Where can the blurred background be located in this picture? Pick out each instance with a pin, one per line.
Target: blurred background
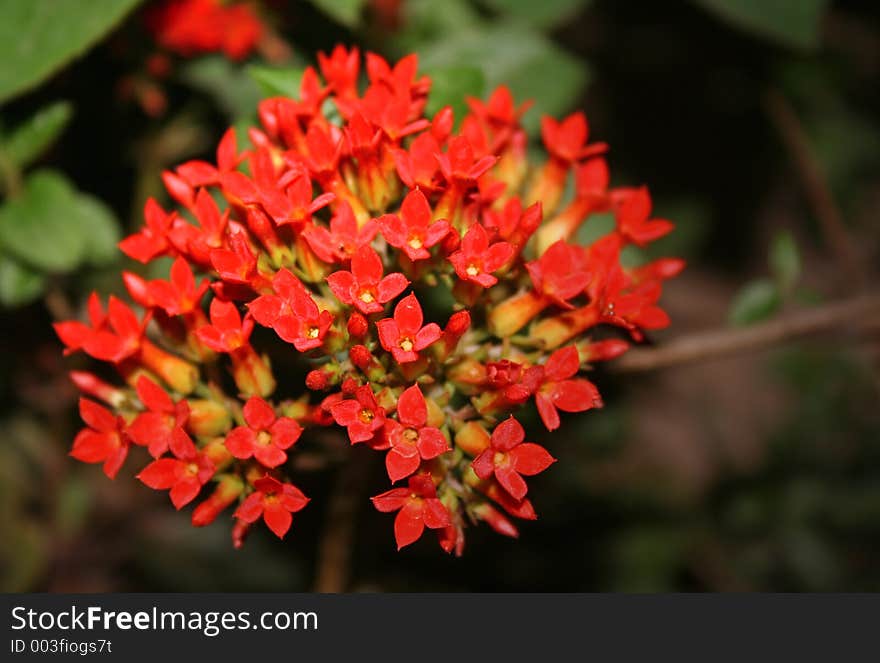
(756, 125)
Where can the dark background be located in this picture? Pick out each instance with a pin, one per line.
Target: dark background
(754, 472)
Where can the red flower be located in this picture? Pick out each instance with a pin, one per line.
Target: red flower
(184, 475)
(417, 506)
(558, 391)
(410, 437)
(266, 436)
(508, 458)
(560, 273)
(343, 239)
(292, 313)
(180, 294)
(151, 241)
(413, 230)
(275, 502)
(364, 286)
(112, 337)
(154, 428)
(104, 441)
(227, 331)
(403, 335)
(632, 209)
(566, 140)
(361, 415)
(477, 259)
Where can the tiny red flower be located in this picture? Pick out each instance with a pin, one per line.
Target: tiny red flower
(180, 294)
(343, 239)
(558, 391)
(227, 331)
(361, 415)
(403, 335)
(477, 259)
(413, 231)
(566, 140)
(411, 439)
(275, 502)
(508, 458)
(184, 475)
(154, 428)
(292, 313)
(633, 213)
(364, 286)
(417, 506)
(104, 441)
(560, 273)
(152, 240)
(266, 436)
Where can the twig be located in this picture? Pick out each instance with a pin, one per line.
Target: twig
(816, 187)
(716, 344)
(334, 550)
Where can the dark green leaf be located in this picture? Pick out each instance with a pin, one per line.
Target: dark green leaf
(52, 227)
(529, 64)
(756, 301)
(791, 22)
(233, 90)
(785, 261)
(450, 85)
(29, 139)
(346, 12)
(540, 13)
(19, 285)
(38, 37)
(274, 82)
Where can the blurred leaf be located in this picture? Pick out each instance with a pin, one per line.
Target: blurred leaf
(790, 22)
(756, 301)
(450, 85)
(38, 37)
(347, 12)
(230, 86)
(540, 13)
(785, 260)
(532, 66)
(19, 285)
(29, 139)
(53, 227)
(98, 223)
(274, 82)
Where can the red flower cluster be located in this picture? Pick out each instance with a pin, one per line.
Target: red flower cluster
(193, 27)
(336, 232)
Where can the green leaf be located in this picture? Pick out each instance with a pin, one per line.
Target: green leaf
(346, 12)
(785, 261)
(790, 22)
(99, 224)
(450, 85)
(232, 89)
(540, 13)
(19, 285)
(30, 138)
(38, 37)
(756, 301)
(275, 82)
(52, 227)
(532, 66)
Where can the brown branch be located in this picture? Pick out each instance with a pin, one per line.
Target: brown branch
(816, 187)
(334, 550)
(840, 316)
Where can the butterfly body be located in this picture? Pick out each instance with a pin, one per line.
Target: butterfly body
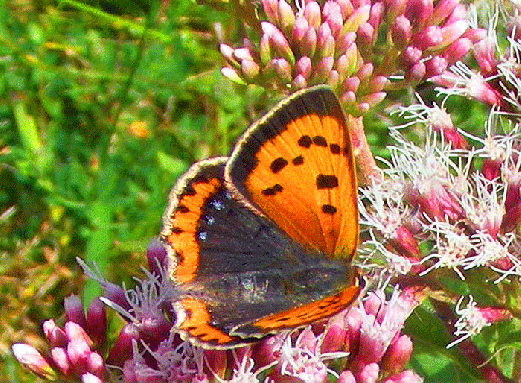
(263, 240)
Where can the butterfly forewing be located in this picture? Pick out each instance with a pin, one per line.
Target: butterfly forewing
(295, 165)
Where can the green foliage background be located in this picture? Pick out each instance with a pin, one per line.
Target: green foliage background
(102, 107)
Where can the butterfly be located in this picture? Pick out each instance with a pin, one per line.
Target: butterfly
(263, 240)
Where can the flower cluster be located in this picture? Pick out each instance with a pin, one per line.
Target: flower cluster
(73, 350)
(361, 48)
(361, 344)
(497, 80)
(447, 208)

········

Set down exactly and only the lines from the start of the entries above through the line containing "Where can the blurred leaf", both ends included, omitting the pictures.

Where can the blurred background be located in this picture? Pick out each instance with a pin, one per line.
Target: blurred background
(756, 125)
Where can the dark background be located in this picture? Pick out each instance with a pin, one per line.
Target: dark background
(754, 472)
Where can the red flower be located in this picture? Pick out each instance with a pin, one per line.
Target: red flower
(184, 475)
(417, 506)
(558, 391)
(410, 437)
(266, 436)
(508, 458)
(560, 273)
(343, 239)
(292, 313)
(180, 294)
(151, 241)
(413, 230)
(275, 502)
(364, 286)
(112, 337)
(154, 428)
(104, 441)
(227, 331)
(403, 335)
(632, 209)
(566, 140)
(361, 415)
(477, 259)
Where can the tiny red flower be located in this picture? Pick out each instance with a pin, one per line.
Target: tiny red flower
(180, 294)
(343, 239)
(558, 391)
(227, 331)
(361, 415)
(403, 335)
(477, 259)
(413, 231)
(566, 140)
(411, 439)
(275, 502)
(508, 458)
(184, 475)
(154, 428)
(292, 313)
(633, 213)
(364, 286)
(417, 506)
(104, 441)
(560, 273)
(152, 240)
(266, 436)
Where can the twig be located in this picture? Pick out each instance with a pin, one per line.
Target: twig
(816, 187)
(716, 344)
(334, 550)
Where can the dark green leaf be located in this picture? Pick out each instance with a pin, one per line.
Target: dark green leaf
(52, 227)
(529, 64)
(756, 301)
(791, 22)
(233, 90)
(785, 261)
(450, 85)
(29, 139)
(346, 12)
(540, 13)
(19, 285)
(38, 37)
(274, 82)
Where can the blurred leaf be located in this picture? Pick out each instance with a pin, one per line.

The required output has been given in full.